### Excerpt to read

RoBERTa Joint NER+RE Model for Legal Text Analysis

Model Description

This RoBERTa-based model performs joint Named Entity Recognition (NER) and Relation Extraction (RE) specifically fine-tuned for legal text analysis and human rights documentation. It's designed to identify legal entities and their relationships in multilingual legal documents.

Developed by: Lemkin AI
Model type: XLM-RoBERTa Large for Token Classification
Base model: Davlan/xlm-roberta-large-ner-hrl
Language(s): English, French, Spanish, Arabic
License: Apache 2.0

Model Details

Architecture

  • Base Model: XLM-RoBERTa Large (multilingual)
  • Parameters: 560M total parameters
  • Model Size: 2.1GB
  • Task Heads: Joint NER + RE classifier
  • Input Length: 512 tokens maximum
  • Layers: 24 transformer layers
  • Hidden Size: 1024
  • Attention Heads: 16

Usage

from transformers import AutoTokenizer, AutoModelForTokenClassification
import torch

# Load model and tokenizer
tokenizer = AutoTokenizer.from_pretrained("LemkinAI/roberta-joint-ner-re")
model = AutoModelForTokenClassification.from_pretrained("LemkinAI/roberta-joint-ner-re")

# Example text
text = "The International Criminal Court issued a warrant for the general's arrest."

### Material supplied
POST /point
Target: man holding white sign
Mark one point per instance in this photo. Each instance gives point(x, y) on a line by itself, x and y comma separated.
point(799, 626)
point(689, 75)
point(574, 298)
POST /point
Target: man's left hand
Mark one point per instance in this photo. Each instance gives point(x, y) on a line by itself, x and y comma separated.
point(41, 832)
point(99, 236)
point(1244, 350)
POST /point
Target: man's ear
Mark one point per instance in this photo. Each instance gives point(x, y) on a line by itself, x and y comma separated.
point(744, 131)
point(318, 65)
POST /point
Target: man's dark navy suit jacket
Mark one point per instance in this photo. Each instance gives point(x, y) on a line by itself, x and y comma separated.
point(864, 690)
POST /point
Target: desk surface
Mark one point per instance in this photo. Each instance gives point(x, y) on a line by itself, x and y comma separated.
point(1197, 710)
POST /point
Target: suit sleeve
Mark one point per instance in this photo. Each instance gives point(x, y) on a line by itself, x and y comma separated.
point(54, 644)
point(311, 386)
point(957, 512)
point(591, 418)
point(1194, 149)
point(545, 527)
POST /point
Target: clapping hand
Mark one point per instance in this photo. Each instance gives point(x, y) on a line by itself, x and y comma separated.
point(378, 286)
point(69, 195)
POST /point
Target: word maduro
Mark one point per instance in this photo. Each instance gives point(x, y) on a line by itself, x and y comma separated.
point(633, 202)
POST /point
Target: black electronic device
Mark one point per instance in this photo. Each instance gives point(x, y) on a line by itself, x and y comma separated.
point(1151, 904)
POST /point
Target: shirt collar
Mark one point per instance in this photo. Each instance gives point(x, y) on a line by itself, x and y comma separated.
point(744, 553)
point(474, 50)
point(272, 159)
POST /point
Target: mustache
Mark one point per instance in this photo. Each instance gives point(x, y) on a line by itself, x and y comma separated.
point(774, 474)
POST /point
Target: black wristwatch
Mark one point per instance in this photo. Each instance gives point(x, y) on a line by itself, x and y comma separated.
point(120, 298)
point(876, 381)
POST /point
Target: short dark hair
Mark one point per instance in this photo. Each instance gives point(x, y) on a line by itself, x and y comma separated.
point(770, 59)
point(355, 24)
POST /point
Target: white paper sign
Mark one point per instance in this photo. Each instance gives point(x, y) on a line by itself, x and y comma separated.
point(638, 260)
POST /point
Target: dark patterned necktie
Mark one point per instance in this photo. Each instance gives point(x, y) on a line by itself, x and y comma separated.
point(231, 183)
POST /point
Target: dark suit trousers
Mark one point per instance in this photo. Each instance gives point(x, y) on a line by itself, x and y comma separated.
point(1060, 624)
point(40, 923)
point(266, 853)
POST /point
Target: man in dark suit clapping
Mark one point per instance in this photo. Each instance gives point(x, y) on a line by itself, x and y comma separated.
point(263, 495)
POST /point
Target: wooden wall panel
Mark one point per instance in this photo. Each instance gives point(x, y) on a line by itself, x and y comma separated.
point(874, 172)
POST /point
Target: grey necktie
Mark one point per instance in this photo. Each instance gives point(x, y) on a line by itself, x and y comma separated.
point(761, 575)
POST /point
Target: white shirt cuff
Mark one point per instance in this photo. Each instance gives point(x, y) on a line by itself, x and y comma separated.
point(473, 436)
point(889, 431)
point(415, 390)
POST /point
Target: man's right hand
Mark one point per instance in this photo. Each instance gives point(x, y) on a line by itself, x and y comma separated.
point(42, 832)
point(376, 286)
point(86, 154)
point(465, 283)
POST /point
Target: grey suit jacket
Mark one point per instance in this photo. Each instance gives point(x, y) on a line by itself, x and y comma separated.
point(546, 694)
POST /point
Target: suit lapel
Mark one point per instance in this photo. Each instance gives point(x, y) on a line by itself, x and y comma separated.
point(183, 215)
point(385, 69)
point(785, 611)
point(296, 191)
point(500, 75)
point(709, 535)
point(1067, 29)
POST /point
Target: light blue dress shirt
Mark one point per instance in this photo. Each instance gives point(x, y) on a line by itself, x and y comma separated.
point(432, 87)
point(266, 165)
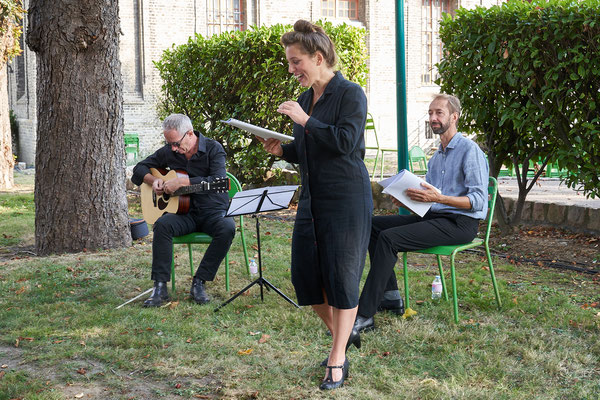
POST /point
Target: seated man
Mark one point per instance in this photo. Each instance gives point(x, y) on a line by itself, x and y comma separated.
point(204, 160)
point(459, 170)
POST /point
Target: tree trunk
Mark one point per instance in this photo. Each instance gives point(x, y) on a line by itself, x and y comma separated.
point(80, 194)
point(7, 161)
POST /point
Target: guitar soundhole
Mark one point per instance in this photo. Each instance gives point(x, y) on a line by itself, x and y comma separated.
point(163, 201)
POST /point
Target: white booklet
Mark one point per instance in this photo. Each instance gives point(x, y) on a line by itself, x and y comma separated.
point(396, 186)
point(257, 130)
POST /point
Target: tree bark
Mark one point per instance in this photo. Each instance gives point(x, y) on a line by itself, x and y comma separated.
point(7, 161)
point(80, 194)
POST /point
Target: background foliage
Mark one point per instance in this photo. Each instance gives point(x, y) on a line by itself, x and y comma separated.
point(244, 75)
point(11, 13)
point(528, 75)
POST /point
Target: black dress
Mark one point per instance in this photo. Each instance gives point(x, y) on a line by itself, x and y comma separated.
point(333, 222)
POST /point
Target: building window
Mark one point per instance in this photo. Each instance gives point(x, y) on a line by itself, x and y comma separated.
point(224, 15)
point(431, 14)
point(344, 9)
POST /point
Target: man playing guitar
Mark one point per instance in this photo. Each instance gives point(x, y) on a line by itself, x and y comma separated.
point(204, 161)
* * *
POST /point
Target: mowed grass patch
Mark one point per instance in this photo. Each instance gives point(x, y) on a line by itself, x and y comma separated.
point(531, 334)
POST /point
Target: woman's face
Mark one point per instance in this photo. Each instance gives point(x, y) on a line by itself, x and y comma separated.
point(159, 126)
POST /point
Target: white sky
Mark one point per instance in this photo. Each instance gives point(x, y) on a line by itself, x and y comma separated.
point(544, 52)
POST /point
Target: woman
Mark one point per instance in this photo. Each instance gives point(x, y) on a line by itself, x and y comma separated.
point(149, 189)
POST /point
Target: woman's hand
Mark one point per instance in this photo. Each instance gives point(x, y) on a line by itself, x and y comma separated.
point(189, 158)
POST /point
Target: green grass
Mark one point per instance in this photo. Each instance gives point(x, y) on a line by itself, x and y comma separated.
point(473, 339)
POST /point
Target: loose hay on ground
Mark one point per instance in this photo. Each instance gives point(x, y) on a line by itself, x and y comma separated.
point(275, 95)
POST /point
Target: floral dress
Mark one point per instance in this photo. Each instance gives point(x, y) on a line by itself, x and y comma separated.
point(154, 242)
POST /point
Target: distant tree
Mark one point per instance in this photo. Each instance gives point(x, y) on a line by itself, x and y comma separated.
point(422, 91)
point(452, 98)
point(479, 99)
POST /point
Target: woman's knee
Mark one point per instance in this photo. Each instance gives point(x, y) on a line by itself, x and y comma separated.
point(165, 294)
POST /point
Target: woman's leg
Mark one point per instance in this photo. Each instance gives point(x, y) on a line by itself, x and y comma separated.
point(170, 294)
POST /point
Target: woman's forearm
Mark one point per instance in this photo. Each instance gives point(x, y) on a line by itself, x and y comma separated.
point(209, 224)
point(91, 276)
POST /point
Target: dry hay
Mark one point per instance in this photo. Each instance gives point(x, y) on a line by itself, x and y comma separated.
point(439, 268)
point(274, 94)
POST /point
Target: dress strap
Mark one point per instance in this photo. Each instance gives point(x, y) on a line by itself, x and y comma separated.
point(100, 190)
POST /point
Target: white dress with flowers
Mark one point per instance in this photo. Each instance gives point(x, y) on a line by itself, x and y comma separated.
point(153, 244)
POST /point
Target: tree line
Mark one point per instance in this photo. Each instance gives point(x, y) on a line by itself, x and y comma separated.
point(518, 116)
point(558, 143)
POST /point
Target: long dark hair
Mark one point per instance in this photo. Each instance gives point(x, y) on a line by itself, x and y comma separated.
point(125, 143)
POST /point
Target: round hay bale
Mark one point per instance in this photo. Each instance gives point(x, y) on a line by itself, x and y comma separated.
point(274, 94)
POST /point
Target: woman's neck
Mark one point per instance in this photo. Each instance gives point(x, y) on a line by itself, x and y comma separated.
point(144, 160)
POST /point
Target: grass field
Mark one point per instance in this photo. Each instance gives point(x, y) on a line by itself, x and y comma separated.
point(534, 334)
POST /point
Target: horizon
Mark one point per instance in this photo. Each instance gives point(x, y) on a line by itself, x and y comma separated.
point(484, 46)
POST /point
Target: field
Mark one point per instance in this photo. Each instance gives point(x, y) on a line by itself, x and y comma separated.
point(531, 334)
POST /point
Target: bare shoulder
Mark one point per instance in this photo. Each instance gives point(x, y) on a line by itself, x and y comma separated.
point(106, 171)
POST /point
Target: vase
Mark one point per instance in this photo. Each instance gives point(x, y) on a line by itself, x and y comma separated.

### Required tasks
- A) From the model card, repeat the stretch from "Model Description" through "multilingual legal documents." word for word.
- B) What base model does the model card list?

### Solutions for each task
- A)
Model Description

This RoBERTa-based model performs joint Named Entity Recognition (NER) and Relation Extraction (RE) specifically fine-tuned for legal text analysis and human rights documentation. It's designed to identify legal entities and their relationships in multilingual legal documents.

- B) Davlan/xlm-roberta-large-ner-hrl